¿Puedes reproducir al pie de la letra el tramo del texto sobre Heidegger que va desde "El análisis que" hasta "con sentido, auténtico."?

- Texto de lectura:
....................
En ese sentido, nos dará a entender Heidegger, sólo nosotros somos propiamente finitos, en el sentido de que, por ejemplo, los animales no mueren sino que cesan. Al contrario, nosotros no pensamos la muerte como un mero cesar, pero ¿por qué no? Porque la muerte es la posibilidad vivida de que no haya más posibilidades para nosotros; es la posibilidad de que mi mismo ser sea imposible. Nuestra vida sería, entonces, un “entre” extremos: la nada que queda del “antes” y la nada del “después” que no nos pertenecen en absoluto. ¿Angustiante verdad?
El análisis que nos ofreció Heidegger pretende acercarnos esta reflexión: nuestro ser puede interpretarse como una tensión entre pasado, presente y futuro que nos constituye. En otras palabras, somos literalmente temporalidad. No es casual que nuestro filósofo considere al tiempo como horizonte de comprensión del ser, el cual es acontecimiento o advenimiento y no tanto presencia permanente. Existir pensando el tiempo sin evasiones clásicas de una vida trivial nos podría dar al menos la chance, considera Heidegger, de apropiarnos de un destino propio, con sentido, auténtico.
....................
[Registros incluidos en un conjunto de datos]
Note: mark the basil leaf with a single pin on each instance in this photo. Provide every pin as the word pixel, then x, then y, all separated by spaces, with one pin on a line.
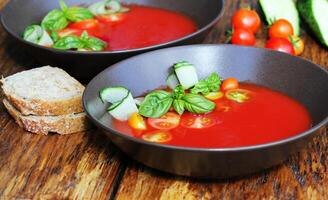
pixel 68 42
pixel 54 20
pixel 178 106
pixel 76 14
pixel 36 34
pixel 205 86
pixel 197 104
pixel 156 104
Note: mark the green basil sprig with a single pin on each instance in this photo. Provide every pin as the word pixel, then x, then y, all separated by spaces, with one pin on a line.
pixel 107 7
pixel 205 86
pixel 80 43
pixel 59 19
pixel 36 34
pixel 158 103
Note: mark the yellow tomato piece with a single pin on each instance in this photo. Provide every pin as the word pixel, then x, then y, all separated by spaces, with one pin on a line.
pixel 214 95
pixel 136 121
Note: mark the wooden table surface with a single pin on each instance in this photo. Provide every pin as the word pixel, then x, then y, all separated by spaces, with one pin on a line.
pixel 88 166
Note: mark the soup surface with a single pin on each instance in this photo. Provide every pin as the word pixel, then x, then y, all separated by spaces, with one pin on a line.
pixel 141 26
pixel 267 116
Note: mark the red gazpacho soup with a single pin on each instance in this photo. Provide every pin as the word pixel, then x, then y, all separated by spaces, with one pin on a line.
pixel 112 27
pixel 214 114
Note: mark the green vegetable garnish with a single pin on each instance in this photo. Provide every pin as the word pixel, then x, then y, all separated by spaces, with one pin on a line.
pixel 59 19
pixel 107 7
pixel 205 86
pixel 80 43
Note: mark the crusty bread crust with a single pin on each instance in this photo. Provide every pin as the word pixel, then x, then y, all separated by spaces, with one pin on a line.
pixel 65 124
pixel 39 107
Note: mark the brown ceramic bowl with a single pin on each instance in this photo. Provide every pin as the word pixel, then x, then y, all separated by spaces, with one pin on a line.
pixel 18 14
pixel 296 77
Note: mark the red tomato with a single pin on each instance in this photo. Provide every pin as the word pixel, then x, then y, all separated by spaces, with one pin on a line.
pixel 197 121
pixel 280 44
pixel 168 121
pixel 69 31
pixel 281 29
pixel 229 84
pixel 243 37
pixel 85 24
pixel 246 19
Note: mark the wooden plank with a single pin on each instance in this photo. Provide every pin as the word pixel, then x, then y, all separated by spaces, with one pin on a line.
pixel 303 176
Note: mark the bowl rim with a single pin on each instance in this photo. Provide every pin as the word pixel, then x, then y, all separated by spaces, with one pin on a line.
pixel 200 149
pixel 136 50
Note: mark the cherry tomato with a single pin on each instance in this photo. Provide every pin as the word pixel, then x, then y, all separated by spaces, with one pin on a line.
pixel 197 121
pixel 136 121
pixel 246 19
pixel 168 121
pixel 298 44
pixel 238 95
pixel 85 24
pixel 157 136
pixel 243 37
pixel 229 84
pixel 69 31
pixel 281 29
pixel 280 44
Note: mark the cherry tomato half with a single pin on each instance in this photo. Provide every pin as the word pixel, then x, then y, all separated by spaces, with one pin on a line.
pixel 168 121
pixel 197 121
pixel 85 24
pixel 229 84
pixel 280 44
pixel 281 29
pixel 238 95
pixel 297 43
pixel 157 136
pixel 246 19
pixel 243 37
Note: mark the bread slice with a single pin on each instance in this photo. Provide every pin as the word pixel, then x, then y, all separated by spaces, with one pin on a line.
....................
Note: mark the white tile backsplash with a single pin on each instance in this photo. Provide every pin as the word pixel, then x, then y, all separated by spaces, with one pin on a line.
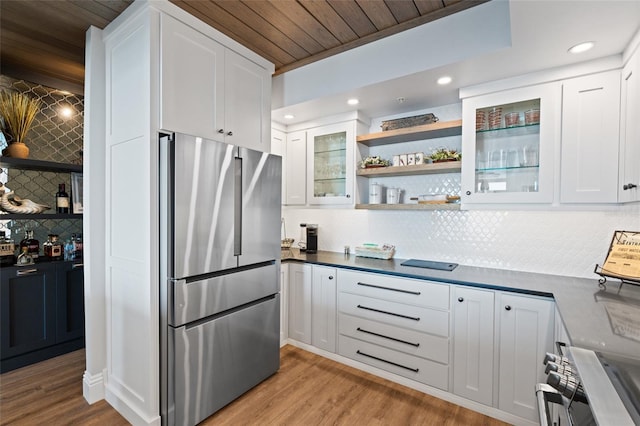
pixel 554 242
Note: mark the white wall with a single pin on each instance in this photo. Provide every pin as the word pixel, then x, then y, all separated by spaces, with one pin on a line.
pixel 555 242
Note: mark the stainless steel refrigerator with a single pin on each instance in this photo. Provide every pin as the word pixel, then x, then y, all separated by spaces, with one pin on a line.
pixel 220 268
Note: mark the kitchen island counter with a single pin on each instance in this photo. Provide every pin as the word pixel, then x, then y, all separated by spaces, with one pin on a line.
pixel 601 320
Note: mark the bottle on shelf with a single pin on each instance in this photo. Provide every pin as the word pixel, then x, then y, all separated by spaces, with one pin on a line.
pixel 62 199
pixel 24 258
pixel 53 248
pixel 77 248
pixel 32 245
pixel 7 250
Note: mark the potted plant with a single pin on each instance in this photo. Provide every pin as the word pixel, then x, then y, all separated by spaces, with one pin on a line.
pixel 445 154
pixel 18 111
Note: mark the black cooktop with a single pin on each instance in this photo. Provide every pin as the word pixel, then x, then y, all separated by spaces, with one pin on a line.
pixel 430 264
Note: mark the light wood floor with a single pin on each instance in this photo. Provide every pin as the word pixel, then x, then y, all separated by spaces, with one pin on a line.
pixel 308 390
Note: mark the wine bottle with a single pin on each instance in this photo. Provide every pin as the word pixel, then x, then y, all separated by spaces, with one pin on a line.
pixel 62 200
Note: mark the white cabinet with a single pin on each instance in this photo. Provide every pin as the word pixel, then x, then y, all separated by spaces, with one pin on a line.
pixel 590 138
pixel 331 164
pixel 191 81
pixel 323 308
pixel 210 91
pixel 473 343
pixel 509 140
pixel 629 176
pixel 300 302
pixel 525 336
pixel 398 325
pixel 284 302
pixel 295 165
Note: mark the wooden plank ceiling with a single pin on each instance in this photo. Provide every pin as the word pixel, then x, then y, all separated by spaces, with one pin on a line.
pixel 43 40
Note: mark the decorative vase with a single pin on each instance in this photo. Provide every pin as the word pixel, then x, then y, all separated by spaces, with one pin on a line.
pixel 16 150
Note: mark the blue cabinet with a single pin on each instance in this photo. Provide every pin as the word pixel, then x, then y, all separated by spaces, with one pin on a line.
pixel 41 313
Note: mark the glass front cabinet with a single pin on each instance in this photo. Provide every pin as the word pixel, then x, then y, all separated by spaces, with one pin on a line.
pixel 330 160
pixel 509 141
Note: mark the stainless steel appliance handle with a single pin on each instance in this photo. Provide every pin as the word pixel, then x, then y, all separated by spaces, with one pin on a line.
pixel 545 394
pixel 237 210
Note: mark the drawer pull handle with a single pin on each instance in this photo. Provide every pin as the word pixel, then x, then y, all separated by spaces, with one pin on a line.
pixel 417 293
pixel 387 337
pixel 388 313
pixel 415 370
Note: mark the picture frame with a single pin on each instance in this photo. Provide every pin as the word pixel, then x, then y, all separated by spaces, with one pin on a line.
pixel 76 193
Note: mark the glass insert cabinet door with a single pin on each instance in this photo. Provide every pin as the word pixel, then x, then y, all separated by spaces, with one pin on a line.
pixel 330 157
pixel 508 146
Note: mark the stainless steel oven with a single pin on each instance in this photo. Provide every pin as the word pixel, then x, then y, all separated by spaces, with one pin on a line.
....................
- Respuesta del ejercicio:
El análisis que nos ofreció Heidegger pretende acercarnos esta reflexión: nuestro ser puede interpretarse como una tensión entre pasado, presente y futuro que nos constituye. En otras palabras, somos literalmente temporalidad. No es casual que nuestro filósofo considere al tiempo como horizonte de comprensión del ser, el cual es acontecimiento o advenimiento y no tanto presencia permanente. Existir pensando el tiempo sin evasiones clásicas de una vida trivial nos podría dar al menos la chance, considera Heidegger, de apropiarnos de un destino propio, con sentido, auténtico.